EXERCISE INPUTS Block Start
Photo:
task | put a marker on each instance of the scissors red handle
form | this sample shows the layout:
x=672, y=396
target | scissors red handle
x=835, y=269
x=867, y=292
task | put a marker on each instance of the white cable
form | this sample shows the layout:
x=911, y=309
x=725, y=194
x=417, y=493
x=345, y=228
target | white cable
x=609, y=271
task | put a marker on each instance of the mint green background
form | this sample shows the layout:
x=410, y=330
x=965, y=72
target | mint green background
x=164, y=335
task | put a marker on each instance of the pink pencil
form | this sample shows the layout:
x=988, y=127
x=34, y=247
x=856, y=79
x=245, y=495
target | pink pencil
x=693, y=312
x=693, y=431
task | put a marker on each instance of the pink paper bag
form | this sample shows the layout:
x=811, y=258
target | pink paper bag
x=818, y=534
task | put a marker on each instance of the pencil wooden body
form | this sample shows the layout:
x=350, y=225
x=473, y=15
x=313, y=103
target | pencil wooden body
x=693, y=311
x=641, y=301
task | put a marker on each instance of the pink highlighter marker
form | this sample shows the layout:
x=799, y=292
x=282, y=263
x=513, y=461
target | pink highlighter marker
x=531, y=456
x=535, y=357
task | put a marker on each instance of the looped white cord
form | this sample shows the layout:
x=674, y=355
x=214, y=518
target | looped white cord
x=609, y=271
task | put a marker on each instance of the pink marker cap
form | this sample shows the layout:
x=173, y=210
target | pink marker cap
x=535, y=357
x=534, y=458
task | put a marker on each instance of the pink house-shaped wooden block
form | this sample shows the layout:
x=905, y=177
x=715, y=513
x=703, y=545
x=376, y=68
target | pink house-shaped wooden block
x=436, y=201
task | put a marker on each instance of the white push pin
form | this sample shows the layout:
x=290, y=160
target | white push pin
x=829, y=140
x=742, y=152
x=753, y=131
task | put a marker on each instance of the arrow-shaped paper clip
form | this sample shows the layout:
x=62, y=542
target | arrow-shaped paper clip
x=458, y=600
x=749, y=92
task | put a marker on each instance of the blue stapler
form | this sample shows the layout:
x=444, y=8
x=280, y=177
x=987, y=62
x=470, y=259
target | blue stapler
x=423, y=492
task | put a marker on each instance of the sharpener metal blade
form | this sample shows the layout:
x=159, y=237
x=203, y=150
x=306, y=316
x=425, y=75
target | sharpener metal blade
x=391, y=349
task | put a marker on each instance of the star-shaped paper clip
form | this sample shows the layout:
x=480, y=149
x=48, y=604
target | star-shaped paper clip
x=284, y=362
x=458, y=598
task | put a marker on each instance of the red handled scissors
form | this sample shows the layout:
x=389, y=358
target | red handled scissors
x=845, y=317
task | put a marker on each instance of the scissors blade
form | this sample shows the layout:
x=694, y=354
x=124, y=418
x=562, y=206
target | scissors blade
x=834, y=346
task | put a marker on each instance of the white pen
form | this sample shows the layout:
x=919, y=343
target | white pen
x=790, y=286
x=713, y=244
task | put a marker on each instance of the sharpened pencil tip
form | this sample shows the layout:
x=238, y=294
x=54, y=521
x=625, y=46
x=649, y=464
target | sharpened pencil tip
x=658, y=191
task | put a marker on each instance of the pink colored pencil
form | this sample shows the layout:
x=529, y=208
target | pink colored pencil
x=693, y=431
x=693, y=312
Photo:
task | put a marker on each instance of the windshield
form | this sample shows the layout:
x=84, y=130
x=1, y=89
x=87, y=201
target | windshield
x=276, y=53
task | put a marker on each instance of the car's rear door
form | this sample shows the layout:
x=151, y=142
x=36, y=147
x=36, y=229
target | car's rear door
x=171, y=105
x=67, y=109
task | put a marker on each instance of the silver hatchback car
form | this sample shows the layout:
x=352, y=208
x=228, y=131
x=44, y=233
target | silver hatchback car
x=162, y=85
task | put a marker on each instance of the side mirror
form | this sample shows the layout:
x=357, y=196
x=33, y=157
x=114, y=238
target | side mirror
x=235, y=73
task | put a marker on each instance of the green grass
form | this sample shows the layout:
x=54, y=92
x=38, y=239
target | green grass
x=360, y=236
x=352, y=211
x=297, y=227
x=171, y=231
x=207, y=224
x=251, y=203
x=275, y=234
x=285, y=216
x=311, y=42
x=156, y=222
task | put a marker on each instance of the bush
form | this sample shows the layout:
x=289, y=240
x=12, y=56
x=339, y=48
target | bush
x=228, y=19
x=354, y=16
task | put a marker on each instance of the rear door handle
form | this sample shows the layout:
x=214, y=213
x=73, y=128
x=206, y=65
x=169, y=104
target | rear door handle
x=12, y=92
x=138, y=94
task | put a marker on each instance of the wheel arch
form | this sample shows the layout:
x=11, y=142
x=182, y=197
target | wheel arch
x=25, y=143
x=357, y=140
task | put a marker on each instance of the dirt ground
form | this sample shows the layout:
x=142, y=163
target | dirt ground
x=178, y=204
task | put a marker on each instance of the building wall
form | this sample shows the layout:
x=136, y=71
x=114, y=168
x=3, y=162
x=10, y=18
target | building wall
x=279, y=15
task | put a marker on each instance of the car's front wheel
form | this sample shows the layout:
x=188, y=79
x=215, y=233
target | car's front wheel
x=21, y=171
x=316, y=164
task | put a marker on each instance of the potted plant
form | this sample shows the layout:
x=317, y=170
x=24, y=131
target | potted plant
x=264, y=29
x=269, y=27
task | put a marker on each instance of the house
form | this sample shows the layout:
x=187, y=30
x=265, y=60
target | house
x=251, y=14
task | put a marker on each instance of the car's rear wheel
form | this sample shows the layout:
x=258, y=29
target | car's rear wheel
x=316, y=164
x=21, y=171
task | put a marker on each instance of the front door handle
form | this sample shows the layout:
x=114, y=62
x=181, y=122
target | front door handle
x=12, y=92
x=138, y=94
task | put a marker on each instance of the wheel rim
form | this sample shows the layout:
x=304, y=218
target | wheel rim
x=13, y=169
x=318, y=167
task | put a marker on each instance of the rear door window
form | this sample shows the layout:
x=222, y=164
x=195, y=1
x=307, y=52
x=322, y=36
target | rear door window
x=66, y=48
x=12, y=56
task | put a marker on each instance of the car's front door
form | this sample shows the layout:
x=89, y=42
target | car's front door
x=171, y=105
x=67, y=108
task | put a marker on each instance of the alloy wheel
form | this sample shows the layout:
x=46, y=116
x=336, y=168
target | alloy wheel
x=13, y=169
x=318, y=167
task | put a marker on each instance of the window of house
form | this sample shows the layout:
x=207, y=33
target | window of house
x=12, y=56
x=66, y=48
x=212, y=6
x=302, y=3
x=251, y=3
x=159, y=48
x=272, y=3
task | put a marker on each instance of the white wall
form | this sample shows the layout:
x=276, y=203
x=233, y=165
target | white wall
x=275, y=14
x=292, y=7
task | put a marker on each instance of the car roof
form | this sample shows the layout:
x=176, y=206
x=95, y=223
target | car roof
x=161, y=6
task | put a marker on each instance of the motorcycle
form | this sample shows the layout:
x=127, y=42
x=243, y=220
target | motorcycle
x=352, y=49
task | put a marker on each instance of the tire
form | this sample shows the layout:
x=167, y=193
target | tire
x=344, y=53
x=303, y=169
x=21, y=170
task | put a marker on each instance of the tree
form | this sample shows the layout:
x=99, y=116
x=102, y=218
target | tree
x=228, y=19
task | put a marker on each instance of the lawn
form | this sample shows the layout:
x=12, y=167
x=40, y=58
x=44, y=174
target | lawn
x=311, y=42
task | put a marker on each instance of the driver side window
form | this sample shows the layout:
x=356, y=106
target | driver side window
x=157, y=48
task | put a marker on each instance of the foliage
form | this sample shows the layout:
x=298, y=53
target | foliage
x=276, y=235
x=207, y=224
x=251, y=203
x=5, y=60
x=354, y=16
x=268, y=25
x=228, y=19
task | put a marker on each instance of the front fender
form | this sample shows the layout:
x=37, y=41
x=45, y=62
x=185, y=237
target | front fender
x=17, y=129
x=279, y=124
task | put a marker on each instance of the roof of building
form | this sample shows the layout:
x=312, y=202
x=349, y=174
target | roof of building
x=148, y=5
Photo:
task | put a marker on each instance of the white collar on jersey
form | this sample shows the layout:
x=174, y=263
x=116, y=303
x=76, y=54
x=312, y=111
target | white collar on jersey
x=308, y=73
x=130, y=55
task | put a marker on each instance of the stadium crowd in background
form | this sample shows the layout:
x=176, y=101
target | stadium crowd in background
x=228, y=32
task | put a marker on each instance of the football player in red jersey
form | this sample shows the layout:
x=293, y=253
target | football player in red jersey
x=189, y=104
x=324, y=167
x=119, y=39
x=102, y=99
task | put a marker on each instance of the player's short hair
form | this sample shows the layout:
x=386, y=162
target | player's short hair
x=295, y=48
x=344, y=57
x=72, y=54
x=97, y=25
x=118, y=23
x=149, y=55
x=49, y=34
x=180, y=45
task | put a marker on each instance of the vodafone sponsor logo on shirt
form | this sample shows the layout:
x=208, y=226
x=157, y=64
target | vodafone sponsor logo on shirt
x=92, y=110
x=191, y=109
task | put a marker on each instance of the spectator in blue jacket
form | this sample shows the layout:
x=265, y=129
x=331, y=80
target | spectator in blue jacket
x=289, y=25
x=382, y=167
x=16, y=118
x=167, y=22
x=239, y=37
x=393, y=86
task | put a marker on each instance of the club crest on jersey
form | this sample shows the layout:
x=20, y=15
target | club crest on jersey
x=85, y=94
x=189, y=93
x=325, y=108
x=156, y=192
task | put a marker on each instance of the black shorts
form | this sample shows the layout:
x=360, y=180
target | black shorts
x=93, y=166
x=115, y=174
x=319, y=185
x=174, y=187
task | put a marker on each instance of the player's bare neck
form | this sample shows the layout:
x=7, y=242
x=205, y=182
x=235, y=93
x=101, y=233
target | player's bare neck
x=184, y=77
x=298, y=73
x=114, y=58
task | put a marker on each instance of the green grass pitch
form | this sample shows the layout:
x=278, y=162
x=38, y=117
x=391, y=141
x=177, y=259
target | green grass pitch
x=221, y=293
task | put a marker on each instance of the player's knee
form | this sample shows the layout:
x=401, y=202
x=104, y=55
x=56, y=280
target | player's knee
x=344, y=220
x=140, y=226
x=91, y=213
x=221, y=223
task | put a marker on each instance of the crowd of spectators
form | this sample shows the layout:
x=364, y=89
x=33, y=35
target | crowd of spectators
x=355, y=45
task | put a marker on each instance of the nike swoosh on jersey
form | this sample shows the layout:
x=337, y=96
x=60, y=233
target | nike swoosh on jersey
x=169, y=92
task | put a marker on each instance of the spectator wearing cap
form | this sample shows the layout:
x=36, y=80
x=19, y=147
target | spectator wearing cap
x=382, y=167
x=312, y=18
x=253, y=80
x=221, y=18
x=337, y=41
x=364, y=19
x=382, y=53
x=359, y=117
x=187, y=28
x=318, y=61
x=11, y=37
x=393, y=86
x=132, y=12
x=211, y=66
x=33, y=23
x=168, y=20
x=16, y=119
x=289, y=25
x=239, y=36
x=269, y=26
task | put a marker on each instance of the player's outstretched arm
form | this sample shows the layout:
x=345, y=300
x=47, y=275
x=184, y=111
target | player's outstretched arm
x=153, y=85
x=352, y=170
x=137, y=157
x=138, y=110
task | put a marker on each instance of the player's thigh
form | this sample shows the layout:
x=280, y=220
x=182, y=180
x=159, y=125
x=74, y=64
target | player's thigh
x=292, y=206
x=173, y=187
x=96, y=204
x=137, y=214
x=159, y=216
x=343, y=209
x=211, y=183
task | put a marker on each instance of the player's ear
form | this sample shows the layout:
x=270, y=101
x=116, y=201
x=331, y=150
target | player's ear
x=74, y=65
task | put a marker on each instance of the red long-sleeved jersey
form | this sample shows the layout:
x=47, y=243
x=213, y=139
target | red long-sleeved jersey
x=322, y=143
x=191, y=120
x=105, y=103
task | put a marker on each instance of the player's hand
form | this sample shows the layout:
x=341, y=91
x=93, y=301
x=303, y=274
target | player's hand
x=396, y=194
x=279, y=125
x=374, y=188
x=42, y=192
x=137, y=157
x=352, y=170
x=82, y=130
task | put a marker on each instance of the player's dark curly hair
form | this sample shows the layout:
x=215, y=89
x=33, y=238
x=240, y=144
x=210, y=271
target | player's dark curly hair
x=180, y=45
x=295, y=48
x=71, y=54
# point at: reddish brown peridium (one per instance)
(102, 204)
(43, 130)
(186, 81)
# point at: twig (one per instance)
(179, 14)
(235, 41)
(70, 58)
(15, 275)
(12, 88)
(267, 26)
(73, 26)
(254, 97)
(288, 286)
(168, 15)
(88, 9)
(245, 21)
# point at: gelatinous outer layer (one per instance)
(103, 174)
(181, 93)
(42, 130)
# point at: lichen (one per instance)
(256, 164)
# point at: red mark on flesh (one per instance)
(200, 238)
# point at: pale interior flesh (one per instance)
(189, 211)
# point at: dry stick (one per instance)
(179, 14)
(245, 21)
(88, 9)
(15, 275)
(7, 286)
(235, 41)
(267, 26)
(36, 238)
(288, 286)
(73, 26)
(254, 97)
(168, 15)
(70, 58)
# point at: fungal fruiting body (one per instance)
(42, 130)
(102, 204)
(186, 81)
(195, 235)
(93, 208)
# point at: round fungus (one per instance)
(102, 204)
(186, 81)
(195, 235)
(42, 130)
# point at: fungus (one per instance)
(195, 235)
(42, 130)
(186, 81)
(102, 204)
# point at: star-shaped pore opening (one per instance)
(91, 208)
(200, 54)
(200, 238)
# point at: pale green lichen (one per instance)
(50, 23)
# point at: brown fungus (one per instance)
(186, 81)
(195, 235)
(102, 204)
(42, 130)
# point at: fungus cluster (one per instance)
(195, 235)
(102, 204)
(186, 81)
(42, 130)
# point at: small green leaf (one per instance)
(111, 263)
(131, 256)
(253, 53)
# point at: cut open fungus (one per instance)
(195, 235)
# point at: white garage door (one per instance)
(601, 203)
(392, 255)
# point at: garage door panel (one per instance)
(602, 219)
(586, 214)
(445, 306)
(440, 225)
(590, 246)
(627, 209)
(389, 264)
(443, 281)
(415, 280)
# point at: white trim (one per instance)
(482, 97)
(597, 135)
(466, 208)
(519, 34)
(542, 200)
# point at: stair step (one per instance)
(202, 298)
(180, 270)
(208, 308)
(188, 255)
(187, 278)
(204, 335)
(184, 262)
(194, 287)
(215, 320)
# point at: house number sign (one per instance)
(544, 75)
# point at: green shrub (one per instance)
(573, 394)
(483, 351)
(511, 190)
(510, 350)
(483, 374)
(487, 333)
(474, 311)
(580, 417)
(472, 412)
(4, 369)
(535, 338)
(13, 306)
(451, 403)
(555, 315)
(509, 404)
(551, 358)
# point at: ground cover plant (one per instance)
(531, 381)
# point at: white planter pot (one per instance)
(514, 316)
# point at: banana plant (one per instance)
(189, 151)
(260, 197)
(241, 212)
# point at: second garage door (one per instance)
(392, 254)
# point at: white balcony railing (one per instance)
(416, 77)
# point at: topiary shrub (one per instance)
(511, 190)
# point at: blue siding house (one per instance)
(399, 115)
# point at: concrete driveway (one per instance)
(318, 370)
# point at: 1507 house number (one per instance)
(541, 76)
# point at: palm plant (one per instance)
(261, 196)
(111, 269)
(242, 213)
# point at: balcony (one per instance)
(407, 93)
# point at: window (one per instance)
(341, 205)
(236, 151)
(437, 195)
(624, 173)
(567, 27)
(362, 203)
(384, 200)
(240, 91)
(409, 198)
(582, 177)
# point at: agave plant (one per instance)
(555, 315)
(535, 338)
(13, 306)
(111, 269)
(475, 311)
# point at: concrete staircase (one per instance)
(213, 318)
EXERCISE INPUTS Block End
:: PROMPT ::
Using the records above, copy word for word the line with "task | put a marker on each instance of the window", the line with "x=167, y=193", and every line between them.

:: TASK RESPONSE ::
task | put a marker on each instance of the window of house
form | this sample shows the layout:
x=207, y=33
target | window of house
x=12, y=56
x=66, y=48
x=212, y=6
x=302, y=3
x=251, y=3
x=159, y=48
x=272, y=3
task | put a marker on each instance of the white wall
form | this sample shows the layout:
x=276, y=203
x=233, y=165
target | white wall
x=275, y=14
x=292, y=7
task | put a marker on each instance of the car roof
form | this sample shows the layout:
x=176, y=206
x=95, y=223
target | car roof
x=161, y=6
task | put a marker on each instance of the motorcycle
form | this sample shows the layout:
x=127, y=42
x=243, y=220
target | motorcycle
x=352, y=49
task | put a marker on each instance of the tire
form | this sample shows the layout:
x=167, y=193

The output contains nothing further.